» EXCERPT
● ● ●
Sunday, September 11, 2005

Reflections on the World-wide Web - a Beautiful Space for Expression


Ansel Adams once said, “Photography, as a powerful medium of expression and communications, offers an infinite variety of perception, interpretation and execution”. While former Filipino President Corazon Aquino talks about the freedom of expression - in particular, freedom of the press - guaranteeing popular participation in the decisions and actions of government, and popular participation is the essence of modern day democracy.

Modes of expression are many so are the means, yet we at many a times are constrained by a variety of resources. The modes of expression are many but the nuances, the subtleties and the moments of expression itself are intensely personal, self-realised moments. Most contributors to this beautiful planet have come to the fore through those personalised moments of expression. The human species with its multifarious behaviours has been an endless treasure trove of expressions. In these moments of expression lies a certain vitality, a life force, energy, a lightening, that is realised in those brief moments of expression. Yes, please agree with me and you will agree with me. Also any sustainable system also means giving back to the system. But, before the world-wide bed tread into the human habitat, expression as a means of giving involved a lot of resource. Technology in spite of not reaching the world equally, has never been as equitable as it is at this moment of time. It is now possible to encapsulate our expressions and project them into the satellites for the whole world to see, immaterial of the reader’s interest or acceptance of the content.

The expression on the web evolves on my term or in an individual’s term. This is, to me the most beautiful aspect of this beautiful space for expression on the web. And so the moments of expression on the web are very unique. Expression of our feeling is like breathing, the essence of life. And the web has served as the nervous system that facilitates the lightening dispersal of those beautiful encapsulated moments. Use of web is about an intuitive access, it is beyond browsing. It is about creation. It is about a fulfilling dream of effective people-to-people communication. It is about collaboration. It is about shared knowledge. It is about inspiration. It is about elevation of intelligence. It is about equality. Yes, there is no disclaiming about issues of equitable technology and social agreements. Yet it is a beautiful space. Is it not?

Saturday, September 10, 2005

The "Walkabout Paradigm"

“Walkabout Paradigm” - Challenge and Excellence
Walkabout as I said in my previous blog is an Australian word. It is a legend among the aboriginals that every adolescent aborigine must spend about a year away from his community in the Australian out-backs and lives on the land. The fittest survives. He is accepted in the community only after the “walkabout” ritual. As educators, today each one of us has a challenge of shaping the learning of our learner. There is a need to build a learning experience that is based on “challenge and excellence” and that is life-long beyond the four walls of our campuses. Challenge is a easily accepted word, though excellence is not. Especially in the recent times the latter word, excellence has become a taboo in educators world on account of extreme pressure it brings upon the learner.
The concept of walkabout in the learning sphere is not new. Voices in this regard have been heard since the early 1970s. Maurice Gibbons, a Canadian teacher and later Professor at the Harvard put forth this paradigm based on an Australian Movie he saw in 1974. The movie was titled “walkabout”. The movie is about two urban children wandering into the outback by mistake. They come in contact of an aborigine who is spending his time in the outback, as part of his initiation to adolescence. Living with the aboriginal, the urban children learn a lot about skills, knowledge and in general demands of graceful living in trying conditions.
Neither is the walkabout paradigm inappropriate. By challenging the adolescent to attain excellence in the face of survival, the community demands the demonstration of knowledge and skills that will help him survive and thus contribute to his society. It also challenges the learner to live in isolation, away from his traditional support systems, thus allowing invaluable time for reflection and to sort out his anxieties with himself.
● ● ●
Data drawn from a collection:
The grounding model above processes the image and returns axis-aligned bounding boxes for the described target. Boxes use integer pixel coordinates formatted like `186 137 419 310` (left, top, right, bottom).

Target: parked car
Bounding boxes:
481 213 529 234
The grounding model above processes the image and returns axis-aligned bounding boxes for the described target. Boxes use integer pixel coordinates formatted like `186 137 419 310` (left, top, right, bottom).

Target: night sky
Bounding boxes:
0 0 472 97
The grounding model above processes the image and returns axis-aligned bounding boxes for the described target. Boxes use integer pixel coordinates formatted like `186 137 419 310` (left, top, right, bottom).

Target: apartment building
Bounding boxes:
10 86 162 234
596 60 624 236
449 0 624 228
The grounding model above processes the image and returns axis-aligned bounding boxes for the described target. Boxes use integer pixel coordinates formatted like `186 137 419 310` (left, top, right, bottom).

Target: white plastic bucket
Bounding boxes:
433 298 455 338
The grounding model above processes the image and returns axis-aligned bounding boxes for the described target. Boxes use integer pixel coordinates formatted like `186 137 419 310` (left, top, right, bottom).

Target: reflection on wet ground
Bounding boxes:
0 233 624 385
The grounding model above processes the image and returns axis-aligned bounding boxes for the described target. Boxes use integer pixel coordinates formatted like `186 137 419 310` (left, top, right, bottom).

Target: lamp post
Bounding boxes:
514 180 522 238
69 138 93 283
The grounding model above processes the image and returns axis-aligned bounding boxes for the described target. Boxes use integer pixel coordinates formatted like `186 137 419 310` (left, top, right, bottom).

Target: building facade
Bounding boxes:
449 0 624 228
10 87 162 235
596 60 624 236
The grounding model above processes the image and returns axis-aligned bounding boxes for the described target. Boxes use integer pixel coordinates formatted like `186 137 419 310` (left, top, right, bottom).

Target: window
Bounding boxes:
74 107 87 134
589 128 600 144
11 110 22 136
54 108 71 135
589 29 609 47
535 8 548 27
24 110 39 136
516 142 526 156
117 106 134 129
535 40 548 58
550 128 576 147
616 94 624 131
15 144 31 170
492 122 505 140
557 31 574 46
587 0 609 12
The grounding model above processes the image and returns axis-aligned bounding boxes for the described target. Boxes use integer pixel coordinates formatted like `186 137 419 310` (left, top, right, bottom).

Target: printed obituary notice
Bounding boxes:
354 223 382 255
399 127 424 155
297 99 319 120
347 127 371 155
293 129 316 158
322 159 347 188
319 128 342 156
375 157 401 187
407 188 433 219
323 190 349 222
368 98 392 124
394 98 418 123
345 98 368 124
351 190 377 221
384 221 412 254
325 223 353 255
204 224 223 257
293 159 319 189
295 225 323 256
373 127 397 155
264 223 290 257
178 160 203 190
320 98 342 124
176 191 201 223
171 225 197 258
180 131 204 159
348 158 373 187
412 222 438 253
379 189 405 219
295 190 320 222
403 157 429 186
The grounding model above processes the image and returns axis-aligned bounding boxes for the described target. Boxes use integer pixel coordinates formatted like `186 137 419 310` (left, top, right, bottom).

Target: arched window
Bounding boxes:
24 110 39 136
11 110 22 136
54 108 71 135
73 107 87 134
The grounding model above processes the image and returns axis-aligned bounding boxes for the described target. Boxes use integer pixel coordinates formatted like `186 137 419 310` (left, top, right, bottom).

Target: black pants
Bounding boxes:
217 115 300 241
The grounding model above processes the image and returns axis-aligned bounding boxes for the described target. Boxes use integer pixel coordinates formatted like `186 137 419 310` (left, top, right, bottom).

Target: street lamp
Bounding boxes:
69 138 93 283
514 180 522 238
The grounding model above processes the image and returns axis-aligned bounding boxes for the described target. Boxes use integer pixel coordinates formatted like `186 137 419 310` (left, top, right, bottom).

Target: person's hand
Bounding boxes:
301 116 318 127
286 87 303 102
● ● ●
Reproduce the blog excerpt from "Sunday, September 11, 2005" up to and including "modern day democracy.". You will not need the entries.

Sunday, September 11, 2005

Reflections on the World-wide Web - a Beautiful Space for Expression


Ansel Adams once said, “Photography, as a powerful medium of expression and communications, offers an infinite variety of perception, interpretation and execution”. While former Filipino President Corazon Aquino talks about the freedom of expression - in particular, freedom of the press - guaranteeing popular participation in the decisions and actions of government, and popular participation is the essence of modern day democracy.